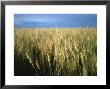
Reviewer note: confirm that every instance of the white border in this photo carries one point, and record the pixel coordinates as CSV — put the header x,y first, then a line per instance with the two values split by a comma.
x,y
100,10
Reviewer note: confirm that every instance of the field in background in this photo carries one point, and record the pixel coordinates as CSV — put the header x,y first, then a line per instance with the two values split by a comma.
x,y
55,52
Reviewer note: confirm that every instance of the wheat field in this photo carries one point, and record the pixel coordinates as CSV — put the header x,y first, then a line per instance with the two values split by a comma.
x,y
55,52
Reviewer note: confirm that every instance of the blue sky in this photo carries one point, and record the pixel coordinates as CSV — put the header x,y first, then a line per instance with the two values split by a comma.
x,y
54,20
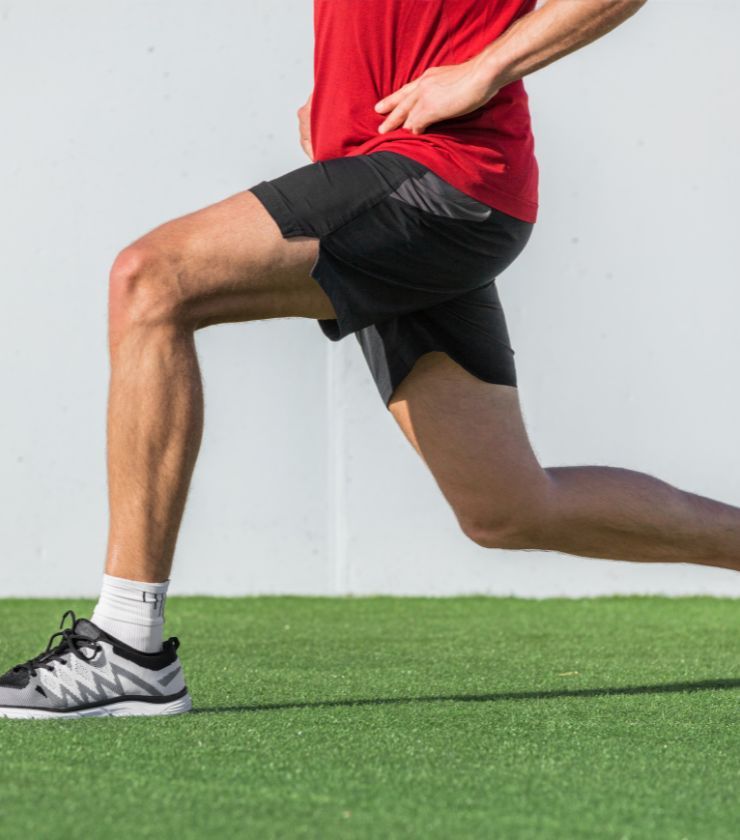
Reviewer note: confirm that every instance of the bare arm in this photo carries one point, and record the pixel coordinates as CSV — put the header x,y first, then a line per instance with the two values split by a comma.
x,y
555,29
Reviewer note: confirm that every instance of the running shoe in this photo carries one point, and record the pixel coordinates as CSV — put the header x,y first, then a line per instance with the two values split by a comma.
x,y
84,672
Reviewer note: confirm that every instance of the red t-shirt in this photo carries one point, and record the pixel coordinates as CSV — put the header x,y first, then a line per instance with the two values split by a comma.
x,y
367,49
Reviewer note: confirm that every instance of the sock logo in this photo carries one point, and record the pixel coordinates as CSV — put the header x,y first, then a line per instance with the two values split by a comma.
x,y
157,602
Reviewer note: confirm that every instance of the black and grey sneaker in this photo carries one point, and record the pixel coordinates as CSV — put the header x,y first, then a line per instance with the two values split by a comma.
x,y
84,672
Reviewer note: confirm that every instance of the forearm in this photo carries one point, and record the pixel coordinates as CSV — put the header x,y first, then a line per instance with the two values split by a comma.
x,y
554,30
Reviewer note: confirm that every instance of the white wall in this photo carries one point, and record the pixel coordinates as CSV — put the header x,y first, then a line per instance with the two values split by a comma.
x,y
119,115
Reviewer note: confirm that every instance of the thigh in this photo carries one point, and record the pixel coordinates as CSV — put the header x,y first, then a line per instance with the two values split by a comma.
x,y
471,435
230,262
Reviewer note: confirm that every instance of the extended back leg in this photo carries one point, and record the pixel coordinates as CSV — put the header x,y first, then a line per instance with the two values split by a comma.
x,y
472,436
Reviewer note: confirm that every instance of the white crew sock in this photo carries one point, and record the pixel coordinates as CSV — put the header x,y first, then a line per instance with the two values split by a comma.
x,y
132,612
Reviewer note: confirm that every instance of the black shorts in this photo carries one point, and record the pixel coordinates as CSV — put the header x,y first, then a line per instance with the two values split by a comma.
x,y
408,261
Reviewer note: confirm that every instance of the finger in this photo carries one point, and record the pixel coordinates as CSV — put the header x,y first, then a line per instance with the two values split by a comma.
x,y
389,102
397,116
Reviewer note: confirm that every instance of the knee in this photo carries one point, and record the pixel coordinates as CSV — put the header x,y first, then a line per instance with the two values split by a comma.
x,y
140,291
509,529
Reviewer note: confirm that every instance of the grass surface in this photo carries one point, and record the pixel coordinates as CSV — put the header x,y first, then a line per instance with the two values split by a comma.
x,y
402,718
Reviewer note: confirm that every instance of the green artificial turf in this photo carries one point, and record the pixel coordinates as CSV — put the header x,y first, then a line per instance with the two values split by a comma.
x,y
402,718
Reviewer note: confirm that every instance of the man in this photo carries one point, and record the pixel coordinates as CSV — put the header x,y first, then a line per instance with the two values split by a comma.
x,y
422,190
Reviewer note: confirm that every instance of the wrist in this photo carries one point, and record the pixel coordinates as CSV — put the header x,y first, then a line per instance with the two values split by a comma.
x,y
491,70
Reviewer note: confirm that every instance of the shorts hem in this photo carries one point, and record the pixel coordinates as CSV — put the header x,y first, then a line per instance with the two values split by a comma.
x,y
279,210
388,389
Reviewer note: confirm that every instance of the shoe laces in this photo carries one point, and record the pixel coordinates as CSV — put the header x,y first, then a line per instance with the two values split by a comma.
x,y
70,643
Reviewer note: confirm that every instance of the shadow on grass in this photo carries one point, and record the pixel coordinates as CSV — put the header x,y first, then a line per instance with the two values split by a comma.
x,y
665,688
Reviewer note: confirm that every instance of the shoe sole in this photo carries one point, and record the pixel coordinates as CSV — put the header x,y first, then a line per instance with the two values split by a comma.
x,y
124,708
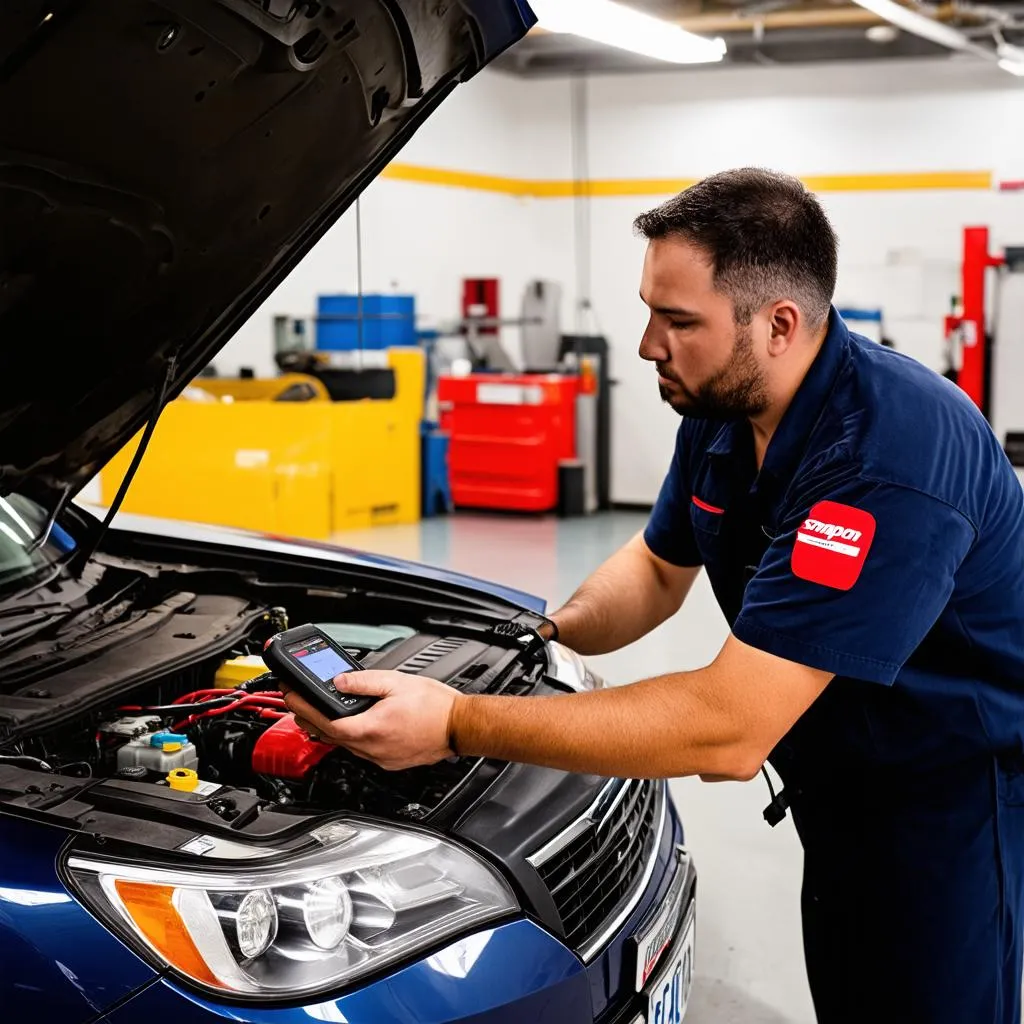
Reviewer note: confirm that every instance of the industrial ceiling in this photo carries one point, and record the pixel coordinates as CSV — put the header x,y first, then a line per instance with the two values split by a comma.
x,y
774,32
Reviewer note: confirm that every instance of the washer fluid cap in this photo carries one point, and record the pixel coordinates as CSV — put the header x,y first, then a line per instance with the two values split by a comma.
x,y
182,779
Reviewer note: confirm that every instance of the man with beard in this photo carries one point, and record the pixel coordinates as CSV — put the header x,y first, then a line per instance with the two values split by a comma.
x,y
863,534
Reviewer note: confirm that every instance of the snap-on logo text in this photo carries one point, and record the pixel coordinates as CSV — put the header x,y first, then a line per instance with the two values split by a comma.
x,y
830,530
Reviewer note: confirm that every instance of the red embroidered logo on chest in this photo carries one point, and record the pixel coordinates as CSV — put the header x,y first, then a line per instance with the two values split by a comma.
x,y
833,544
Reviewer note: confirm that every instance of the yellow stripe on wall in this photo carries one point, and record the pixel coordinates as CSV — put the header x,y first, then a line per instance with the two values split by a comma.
x,y
901,181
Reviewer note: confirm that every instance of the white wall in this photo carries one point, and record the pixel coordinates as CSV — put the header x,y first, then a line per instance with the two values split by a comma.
x,y
424,239
899,251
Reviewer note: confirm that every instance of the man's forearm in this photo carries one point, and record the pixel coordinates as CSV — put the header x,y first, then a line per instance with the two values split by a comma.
x,y
659,728
622,601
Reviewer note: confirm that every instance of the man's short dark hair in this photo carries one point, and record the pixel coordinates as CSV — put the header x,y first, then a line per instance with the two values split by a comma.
x,y
767,237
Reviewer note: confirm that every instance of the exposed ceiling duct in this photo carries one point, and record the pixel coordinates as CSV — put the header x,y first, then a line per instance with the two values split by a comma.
x,y
791,32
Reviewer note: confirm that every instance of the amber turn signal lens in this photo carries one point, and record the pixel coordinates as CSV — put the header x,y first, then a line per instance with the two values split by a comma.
x,y
153,910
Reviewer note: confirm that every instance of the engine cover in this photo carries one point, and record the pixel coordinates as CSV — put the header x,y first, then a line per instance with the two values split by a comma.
x,y
285,751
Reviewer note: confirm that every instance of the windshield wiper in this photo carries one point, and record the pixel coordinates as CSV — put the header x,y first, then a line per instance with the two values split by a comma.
x,y
51,519
81,557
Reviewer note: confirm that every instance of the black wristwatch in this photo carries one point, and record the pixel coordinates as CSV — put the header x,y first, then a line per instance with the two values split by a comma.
x,y
525,636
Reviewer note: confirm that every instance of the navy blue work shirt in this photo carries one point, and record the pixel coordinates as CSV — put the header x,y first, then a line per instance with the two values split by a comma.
x,y
883,541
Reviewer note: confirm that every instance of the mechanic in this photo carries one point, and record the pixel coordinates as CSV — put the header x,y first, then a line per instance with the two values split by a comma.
x,y
863,534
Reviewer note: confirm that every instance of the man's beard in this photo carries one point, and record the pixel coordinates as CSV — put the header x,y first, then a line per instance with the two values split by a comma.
x,y
735,391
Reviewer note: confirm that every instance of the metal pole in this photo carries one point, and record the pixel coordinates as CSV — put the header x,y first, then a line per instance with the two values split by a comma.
x,y
358,278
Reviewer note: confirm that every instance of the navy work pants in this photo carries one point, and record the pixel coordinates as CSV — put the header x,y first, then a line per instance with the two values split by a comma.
x,y
913,898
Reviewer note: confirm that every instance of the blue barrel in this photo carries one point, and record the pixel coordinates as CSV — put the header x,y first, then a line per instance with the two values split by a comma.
x,y
388,322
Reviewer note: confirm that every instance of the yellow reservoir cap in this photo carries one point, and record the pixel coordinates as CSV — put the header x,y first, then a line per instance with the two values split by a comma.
x,y
182,779
239,670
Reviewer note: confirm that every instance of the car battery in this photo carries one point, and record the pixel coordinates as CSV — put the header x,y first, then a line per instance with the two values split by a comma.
x,y
508,434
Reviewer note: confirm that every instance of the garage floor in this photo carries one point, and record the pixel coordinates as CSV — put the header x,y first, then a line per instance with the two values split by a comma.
x,y
750,960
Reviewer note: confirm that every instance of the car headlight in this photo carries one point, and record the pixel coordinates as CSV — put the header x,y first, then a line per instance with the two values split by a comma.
x,y
567,668
358,898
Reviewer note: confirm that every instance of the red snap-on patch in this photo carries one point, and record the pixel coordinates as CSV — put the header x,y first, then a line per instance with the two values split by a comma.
x,y
832,545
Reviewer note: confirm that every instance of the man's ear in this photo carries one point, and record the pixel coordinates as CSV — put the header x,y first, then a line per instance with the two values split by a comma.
x,y
784,322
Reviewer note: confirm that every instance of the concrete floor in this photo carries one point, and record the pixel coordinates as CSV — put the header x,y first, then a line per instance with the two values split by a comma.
x,y
750,958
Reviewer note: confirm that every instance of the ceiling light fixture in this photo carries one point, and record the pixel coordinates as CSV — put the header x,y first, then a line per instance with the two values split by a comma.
x,y
616,25
944,35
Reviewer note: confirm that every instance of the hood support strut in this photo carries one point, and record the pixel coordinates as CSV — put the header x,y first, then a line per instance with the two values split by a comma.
x,y
82,556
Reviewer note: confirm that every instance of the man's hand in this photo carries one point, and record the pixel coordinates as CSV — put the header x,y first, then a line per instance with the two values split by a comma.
x,y
408,727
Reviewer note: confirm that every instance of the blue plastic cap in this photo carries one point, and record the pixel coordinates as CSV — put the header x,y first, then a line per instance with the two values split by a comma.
x,y
159,738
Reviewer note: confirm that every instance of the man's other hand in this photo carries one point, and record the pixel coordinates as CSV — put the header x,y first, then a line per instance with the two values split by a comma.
x,y
409,726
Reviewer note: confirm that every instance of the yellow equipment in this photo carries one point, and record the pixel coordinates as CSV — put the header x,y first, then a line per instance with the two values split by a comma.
x,y
227,453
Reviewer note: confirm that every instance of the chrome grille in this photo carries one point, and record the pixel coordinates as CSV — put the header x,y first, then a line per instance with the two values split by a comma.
x,y
597,868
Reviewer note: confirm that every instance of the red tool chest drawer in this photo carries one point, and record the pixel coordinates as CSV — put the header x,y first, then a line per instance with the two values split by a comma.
x,y
507,435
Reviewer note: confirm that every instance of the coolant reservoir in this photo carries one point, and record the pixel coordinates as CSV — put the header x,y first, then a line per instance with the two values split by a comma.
x,y
161,752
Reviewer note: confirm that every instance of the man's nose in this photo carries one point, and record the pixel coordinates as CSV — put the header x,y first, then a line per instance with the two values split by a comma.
x,y
651,348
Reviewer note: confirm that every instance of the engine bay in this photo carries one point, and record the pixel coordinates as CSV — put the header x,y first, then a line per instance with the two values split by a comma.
x,y
221,722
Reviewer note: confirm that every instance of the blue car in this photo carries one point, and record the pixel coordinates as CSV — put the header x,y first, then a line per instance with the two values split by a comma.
x,y
172,845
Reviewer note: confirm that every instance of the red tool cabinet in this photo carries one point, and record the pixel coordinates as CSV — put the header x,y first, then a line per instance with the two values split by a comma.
x,y
507,436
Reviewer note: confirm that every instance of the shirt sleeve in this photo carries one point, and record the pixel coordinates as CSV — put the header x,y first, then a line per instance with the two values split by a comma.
x,y
670,530
854,581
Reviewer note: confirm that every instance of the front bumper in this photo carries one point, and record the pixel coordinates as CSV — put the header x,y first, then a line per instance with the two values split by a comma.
x,y
510,974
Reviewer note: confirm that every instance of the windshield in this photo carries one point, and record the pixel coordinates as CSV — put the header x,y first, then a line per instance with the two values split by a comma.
x,y
22,522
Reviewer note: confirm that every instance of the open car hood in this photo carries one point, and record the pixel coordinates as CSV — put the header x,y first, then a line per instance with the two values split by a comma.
x,y
164,166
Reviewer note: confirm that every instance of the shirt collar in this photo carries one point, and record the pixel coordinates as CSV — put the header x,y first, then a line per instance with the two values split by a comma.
x,y
790,439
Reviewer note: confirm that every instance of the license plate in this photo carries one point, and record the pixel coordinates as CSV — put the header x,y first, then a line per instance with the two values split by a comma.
x,y
671,991
656,936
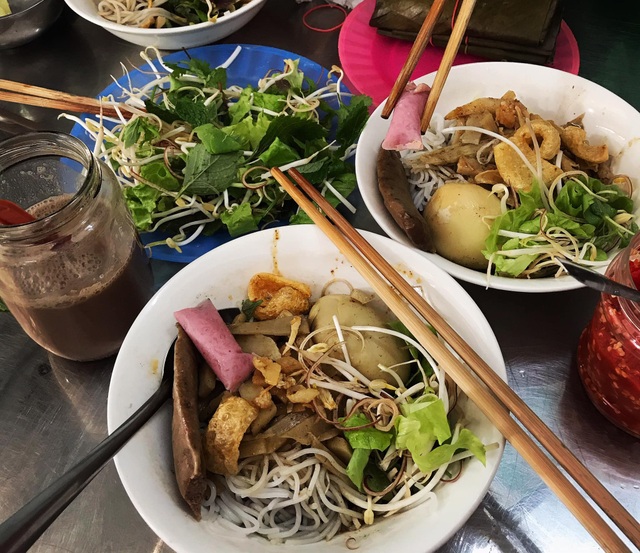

• **WHAT THIS TASK INVOLVES**
Identify each line in the items above that contains the word "tool" and copy those lines out in full. Case matters, so only lines with that exact capitalization count.

• **WORKED ANSWER**
Reviewer note: confirm that every instance of the red tool chest drawer in this photo carries one point, and record the pixel coordinates as CSV — put the header x,y first, then a line per instance with the two values split by a comma.
Reviewer note: confirm that every instance of the red tool cabinet in this photo carries one point, and record the pixel coordinates as CSV — put the header x,y first, then a line per instance with the two values split by a comma.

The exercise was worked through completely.